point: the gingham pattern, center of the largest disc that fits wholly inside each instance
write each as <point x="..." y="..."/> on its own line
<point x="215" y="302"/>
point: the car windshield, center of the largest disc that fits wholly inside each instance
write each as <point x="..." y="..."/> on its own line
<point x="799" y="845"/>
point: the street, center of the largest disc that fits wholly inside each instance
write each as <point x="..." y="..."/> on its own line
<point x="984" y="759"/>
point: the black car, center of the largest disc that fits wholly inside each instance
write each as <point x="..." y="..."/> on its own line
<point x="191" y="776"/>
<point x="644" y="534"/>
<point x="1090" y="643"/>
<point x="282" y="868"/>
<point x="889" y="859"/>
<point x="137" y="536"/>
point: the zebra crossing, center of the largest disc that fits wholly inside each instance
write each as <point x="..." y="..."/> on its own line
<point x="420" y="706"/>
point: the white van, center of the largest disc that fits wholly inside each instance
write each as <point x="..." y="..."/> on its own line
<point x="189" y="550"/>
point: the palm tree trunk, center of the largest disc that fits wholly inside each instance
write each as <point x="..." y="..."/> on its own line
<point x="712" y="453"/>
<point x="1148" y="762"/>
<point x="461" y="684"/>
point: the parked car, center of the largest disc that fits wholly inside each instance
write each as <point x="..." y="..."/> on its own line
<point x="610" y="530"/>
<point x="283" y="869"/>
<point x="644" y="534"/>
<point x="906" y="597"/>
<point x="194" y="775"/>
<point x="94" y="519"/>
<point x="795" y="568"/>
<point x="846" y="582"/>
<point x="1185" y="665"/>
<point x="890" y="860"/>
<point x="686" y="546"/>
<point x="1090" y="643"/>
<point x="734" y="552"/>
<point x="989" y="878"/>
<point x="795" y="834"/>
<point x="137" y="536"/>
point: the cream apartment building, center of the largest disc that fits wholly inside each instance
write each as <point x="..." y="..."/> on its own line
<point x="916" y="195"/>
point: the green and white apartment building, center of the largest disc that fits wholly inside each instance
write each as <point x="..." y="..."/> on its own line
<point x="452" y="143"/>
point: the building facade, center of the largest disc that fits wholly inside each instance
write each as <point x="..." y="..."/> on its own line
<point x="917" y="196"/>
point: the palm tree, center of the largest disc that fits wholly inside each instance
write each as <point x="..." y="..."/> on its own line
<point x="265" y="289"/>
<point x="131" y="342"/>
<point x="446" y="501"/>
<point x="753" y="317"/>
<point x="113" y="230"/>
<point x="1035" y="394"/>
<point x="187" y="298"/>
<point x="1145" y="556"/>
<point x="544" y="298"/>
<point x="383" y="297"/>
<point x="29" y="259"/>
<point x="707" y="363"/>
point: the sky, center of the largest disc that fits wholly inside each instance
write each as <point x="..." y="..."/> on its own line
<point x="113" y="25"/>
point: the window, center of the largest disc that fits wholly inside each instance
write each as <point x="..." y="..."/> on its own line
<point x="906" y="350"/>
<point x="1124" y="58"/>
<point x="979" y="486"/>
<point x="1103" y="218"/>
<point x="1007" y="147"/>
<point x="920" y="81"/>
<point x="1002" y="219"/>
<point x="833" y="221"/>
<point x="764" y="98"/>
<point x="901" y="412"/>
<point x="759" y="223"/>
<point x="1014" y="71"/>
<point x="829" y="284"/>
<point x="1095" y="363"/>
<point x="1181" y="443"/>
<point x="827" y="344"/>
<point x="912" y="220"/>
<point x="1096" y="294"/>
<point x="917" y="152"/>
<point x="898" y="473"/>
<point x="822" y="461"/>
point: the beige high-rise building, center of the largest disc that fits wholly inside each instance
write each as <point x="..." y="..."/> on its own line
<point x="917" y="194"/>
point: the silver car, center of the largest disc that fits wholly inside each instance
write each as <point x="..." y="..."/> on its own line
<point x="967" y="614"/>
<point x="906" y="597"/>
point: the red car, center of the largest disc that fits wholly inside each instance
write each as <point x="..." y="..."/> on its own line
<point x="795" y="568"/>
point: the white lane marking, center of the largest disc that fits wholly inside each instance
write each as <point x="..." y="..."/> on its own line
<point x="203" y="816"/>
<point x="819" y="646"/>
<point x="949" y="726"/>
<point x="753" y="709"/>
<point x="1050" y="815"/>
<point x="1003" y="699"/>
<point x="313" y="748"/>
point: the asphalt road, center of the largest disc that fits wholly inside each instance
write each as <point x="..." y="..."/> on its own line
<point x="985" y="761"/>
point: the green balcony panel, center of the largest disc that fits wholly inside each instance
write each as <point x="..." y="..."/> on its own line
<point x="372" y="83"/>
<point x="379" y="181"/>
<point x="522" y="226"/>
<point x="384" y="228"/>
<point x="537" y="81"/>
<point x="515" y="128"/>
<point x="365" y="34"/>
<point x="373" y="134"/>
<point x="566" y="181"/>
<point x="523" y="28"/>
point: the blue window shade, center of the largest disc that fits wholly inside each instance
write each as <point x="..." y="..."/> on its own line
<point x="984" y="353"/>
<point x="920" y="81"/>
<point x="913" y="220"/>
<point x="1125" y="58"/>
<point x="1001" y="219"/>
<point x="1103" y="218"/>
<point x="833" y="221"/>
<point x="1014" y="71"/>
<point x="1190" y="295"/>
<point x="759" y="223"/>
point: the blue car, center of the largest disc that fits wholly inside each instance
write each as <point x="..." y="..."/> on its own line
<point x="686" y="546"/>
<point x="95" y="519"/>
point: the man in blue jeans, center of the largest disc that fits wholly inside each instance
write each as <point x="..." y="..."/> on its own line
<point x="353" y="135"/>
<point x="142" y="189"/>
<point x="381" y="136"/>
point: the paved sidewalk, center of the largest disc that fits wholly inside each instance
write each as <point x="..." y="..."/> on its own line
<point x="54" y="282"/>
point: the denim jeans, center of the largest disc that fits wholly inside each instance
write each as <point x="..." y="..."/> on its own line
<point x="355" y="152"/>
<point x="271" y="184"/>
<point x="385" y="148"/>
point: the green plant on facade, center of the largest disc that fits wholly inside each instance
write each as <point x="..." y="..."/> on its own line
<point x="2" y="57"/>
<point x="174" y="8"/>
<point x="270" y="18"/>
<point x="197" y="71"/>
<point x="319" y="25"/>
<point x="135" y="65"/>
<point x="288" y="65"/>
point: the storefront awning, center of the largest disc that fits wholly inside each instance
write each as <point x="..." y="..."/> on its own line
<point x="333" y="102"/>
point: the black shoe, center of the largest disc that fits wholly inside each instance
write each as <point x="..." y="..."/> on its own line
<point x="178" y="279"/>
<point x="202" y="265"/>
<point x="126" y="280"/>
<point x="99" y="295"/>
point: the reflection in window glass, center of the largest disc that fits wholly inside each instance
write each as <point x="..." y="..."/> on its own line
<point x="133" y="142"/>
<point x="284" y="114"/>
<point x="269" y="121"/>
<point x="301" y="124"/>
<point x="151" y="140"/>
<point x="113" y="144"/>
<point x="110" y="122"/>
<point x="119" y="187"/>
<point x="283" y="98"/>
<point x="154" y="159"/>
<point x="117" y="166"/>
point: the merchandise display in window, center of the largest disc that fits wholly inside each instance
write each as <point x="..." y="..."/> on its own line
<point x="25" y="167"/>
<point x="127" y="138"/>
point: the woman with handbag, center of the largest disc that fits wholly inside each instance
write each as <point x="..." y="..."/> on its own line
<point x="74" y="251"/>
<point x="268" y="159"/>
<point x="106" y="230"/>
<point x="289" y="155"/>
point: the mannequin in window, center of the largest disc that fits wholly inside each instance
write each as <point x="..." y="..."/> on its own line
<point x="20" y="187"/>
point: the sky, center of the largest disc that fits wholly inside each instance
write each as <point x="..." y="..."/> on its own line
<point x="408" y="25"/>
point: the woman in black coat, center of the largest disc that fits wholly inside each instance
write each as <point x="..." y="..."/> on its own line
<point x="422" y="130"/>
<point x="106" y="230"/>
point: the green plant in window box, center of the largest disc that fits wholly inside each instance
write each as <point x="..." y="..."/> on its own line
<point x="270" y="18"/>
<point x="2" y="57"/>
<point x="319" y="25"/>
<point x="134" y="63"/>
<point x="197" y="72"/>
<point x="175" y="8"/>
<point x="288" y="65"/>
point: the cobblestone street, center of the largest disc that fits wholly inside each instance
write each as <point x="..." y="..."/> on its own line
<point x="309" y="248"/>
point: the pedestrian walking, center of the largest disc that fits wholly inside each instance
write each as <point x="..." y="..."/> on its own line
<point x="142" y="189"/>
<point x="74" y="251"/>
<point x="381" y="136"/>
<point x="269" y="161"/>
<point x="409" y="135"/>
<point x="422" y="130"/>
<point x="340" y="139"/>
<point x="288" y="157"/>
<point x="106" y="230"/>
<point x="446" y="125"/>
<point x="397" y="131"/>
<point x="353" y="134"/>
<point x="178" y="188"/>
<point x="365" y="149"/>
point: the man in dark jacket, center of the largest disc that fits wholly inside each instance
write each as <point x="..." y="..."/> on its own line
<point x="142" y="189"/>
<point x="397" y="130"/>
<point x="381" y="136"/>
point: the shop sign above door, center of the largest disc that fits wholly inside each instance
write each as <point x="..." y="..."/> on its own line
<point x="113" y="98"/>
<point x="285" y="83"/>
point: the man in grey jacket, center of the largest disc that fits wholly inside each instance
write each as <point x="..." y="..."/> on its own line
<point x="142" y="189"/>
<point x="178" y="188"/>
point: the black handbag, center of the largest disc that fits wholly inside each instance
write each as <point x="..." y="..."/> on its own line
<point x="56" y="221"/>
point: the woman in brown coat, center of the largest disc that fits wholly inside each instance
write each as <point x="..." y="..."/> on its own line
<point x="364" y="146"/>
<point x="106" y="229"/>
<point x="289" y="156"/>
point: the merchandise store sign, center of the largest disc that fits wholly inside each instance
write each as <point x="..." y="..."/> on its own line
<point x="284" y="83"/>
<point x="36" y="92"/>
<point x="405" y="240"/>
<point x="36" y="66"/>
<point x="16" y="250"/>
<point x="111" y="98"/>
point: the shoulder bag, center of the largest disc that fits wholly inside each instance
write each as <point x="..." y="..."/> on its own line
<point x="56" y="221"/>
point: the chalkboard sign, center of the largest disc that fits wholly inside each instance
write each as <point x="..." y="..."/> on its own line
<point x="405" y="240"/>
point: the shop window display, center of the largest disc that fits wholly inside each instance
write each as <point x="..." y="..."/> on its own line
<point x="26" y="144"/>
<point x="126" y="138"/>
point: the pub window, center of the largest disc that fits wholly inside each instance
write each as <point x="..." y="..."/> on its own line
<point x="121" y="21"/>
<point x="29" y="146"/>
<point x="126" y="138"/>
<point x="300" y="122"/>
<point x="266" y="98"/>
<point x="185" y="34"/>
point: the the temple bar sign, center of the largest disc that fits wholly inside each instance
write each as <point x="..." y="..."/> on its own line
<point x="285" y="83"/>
────────
AIM OF THE EXERCISE:
From the listing above, return each line with the word "display".

SOLUTION:
point: the merchandise display in window, center of the largest disc that fits wholly inside each instance
point: the shop window display, center of the largest disc that fits wholly inside each instance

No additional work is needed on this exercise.